**Excerpted records:**
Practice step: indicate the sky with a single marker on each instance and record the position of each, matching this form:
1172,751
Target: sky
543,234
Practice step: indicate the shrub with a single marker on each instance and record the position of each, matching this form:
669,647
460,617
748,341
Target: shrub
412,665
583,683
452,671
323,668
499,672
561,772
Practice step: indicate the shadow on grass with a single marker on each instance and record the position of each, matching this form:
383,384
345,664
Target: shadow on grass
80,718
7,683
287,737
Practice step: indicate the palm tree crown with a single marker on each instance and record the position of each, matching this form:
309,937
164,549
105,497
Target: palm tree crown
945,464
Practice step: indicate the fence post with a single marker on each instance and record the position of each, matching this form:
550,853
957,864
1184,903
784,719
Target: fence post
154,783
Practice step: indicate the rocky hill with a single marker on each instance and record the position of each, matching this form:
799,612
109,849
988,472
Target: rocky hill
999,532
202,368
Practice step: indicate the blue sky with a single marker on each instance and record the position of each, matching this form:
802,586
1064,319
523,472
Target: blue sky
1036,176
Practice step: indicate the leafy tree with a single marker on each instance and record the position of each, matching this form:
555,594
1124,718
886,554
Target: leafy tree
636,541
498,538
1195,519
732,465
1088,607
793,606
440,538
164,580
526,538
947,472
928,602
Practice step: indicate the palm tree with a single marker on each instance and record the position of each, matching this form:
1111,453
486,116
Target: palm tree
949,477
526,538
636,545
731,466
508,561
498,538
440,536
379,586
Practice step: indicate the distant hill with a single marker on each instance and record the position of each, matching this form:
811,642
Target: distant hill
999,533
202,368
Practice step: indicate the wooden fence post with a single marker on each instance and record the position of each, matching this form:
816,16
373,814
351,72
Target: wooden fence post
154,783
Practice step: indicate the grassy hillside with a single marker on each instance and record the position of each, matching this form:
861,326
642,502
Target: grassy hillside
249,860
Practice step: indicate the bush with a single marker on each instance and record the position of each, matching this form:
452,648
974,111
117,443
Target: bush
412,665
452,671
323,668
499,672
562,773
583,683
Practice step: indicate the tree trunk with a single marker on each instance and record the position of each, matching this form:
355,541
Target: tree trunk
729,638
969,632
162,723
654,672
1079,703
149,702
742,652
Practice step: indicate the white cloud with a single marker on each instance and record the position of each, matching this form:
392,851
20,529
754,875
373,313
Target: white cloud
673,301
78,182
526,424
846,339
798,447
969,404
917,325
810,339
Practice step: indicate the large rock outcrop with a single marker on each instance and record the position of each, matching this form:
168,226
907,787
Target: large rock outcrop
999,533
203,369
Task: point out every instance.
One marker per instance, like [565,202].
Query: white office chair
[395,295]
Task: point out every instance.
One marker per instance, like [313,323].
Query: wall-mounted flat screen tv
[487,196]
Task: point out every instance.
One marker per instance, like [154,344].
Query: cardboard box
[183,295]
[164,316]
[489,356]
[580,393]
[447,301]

**Required work:** Retype all the material above precisely, with no line left out.

**Exercise solution:**
Practice step: indicate the sky with a single marker on each instance and record the position of each, matching this form:
1172,751
Target: sky
543,234
Practice step: indicate the shrub with a single marker on each instance and record the position of each, matching this form:
669,647
460,617
748,341
Target: shrub
412,665
583,683
452,671
323,668
499,672
561,772
Practice step: indicate the shadow on grass with a single marker on each instance and record the position of each, matching this form:
383,384
345,664
Target: shadow on grass
80,718
7,683
287,737
Practice step: indicate the palm tree crown with a single marker on each instance and record the position of each, matching this form:
309,937
164,549
105,497
Target: palm tree crown
945,464
Practice step: indicate the fence post with a single marker on each instance and record the position of each, matching this form:
550,853
957,864
1184,903
784,719
Target: fence post
154,783
Practice step: indicate the rocky hill with a single marker on each instance and record the position of each, matching this form:
799,612
109,849
988,472
Target: rocky hill
999,532
202,368
Practice step: indicate the blue sky with a single marker on each instance and record the position of each, matching this form:
802,586
1064,319
523,472
Target: blue sky
1036,176
Practice step: indicate the leafy tree with a single marker on each instance and record the position of each, matching this form:
555,594
1124,718
886,554
Target: leafy tree
636,541
498,538
1195,519
732,465
1088,607
793,606
440,538
164,580
526,538
947,472
928,602
Practice step: indicate the palm tree with a single marker on each instance and record the position of each, matching this form:
1111,453
486,116
Target: palm tree
949,477
526,538
636,545
731,466
508,561
498,538
440,536
379,586
Practice step: indicate the distant hill with a single marker on each instance and record the position of each, matching this form:
811,642
Target: distant hill
999,533
202,368
Practice step: indicate the wooden fence post with a single marker on each instance and record the position of each, matching this form:
816,16
373,814
351,72
Target: wooden fence post
154,783
Practice step: indicate the grassy hillside with a single marker on each instance and record the position of each, matching this form:
861,326
642,502
Target: grassy hillside
249,860
Practice step: indicate the bush with a single marker on each instance and record the position of each, matching this form:
452,648
974,111
117,443
Target: bush
412,665
452,671
323,668
499,672
562,773
583,683
Practice step: indicate the tree trunk with a single marker on each instance and record the position of each, matching this form:
355,541
Target: tree trunk
729,638
969,632
162,723
654,672
1079,703
149,702
742,652
Practice step: indicate the white cloud with a single marker on each instance and record the position of each, matching this form:
392,851
20,529
754,875
373,313
Target: white cloud
673,301
78,182
526,424
846,339
798,447
969,404
917,325
810,339
Practice step: indicate the large rock outcrop with a single marker on each instance and record the position of each, matching this form:
168,226
907,787
Target: large rock outcrop
999,533
203,369
Task: point out every instance.
One marker per instance, like [565,202].
Query: white office chair
[395,295]
Task: point out every instance.
One marker per instance, like [313,323].
Query: wall-mounted flat screen tv
[487,196]
Task: point out every instance.
One marker per instance, like [154,344].
Query: cardboard box
[183,295]
[164,316]
[489,356]
[580,393]
[447,301]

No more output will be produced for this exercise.